Here’ s a tale from the call centre frontline that illustrates Telstra’s painful transition from state-owned monopoly, to private operator, to structurally separated bit player. Last week, Crikey received a curious query from a Victorian reader peeved at a recent call to Telstra’s triple-0 emergency service. Seemed there’d been a disturbance in his street warranting the attendance of the police:
Last Tuesday night I dialled 000 for police attendance at a disturbance in my street. The call went through to a female operator who took the address and a brief description of the situation. I was then put through to a male operator. The original operator gave a series of numbers, and the male responded with “thank you, Telstra”. After reporting the incident I asked the operator if thanking Telstra is compulsory in his role, and he confirmed that it is. Why? The routine serves no purpose other than advertising Telstra. Is Telstra sponsoring Victoria Police, and, if so, how appropriate is that? I can think of no worse time for a bit of corporate marketing than when someone is desperately calling for police help.
So what’s going on?
When someone dials triple-0, the call is answered by Telstra’s national call centre, which then directs the call to the relevant state-based call centre, with a further division depending on whether the query relates to the police, fire or ambulance.
In Victoria, the call ends up with the relevant arm of the Emergency Services Telecommunications Authority. To confirm the call has been transferred, the operator is required to say the words “thank you Telstra”, alongside a caller ID reference number. A nice Pete Smith-style plug if you can get it, especially when the ESTA managed 1,827,106 calls in the past financial year, representing a call every 17 seconds.
So, a simple courtesy or something more nefarious? Crikey asked other states whether they required operators to say “thank you Telstra”? In South Australia, operators are required to say, simply, “Fire and emergency services, what is your emergency?” In Queensland, the presence of the state-based operator on the line is enough to acknowledge the call has been transferred. In New South Wales, there may be a reference to Telstra, but it’s not clear whether the caller hears the magic words.
So why does Victoria persist with the plug? Surely there are any number of methods to confirm whether a call has reached its destination? Wayne Debernardi, from the ESTA, told Crikey that the words are required “so Telstra can disconnect from the call, leaving the Triple Zero caller connected to ESTA, knowing that the ESTA operator has received and understood the applicable data reference number.”

_WRITTEN INSTRUCTION 1_. Return each line of the records below that includes the string "green".

[Coordinate-labeling data]

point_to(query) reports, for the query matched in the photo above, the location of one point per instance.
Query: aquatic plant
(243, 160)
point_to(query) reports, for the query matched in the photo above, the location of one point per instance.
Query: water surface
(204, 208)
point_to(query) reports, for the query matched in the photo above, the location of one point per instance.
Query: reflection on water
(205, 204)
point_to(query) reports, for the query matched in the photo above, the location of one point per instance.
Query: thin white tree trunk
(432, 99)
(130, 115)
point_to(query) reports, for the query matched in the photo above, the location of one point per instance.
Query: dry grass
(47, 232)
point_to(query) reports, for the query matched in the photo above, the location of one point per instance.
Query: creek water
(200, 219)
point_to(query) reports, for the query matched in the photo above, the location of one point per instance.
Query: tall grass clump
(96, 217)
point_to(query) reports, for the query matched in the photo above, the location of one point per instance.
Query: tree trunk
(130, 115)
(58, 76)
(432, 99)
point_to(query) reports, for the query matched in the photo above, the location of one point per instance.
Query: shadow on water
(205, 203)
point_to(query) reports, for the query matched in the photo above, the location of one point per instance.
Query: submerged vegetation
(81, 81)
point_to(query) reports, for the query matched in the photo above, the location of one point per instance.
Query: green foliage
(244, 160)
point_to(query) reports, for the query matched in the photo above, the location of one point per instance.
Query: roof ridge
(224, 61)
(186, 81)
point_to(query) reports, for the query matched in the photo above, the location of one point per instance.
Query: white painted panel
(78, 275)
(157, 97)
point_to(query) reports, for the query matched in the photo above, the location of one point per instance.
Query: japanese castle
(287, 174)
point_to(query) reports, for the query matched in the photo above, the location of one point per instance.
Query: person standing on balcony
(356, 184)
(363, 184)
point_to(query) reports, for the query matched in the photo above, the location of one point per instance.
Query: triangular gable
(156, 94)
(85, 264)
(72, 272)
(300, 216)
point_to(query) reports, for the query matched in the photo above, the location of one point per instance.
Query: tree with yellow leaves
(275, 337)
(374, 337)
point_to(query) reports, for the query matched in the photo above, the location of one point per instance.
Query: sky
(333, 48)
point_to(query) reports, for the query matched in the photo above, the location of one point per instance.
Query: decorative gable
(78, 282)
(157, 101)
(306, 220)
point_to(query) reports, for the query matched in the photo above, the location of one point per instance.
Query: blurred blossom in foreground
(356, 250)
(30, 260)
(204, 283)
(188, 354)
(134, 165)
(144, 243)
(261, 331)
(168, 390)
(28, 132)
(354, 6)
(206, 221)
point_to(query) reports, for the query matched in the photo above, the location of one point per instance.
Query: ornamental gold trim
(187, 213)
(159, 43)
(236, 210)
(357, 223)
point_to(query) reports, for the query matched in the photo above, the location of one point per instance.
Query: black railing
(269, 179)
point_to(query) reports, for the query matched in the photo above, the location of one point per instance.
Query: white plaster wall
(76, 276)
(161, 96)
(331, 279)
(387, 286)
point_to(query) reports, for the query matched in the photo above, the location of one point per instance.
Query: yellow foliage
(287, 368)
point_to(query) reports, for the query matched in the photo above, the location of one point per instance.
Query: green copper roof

_WRITTEN INSTRUCTION 2_. Reproduce the passage of the triple-0 article above from "When someone dials" to "fire or ambulance." word for word.

_ANSWER 1_.
Query: green foliage
Query: green copper roof

_ANSWER 2_.
When someone dials triple-0, the call is answered by Telstra’s national call centre, which then directs the call to the relevant state-based call centre, with a further division depending on whether the query relates to the police, fire or ambulance.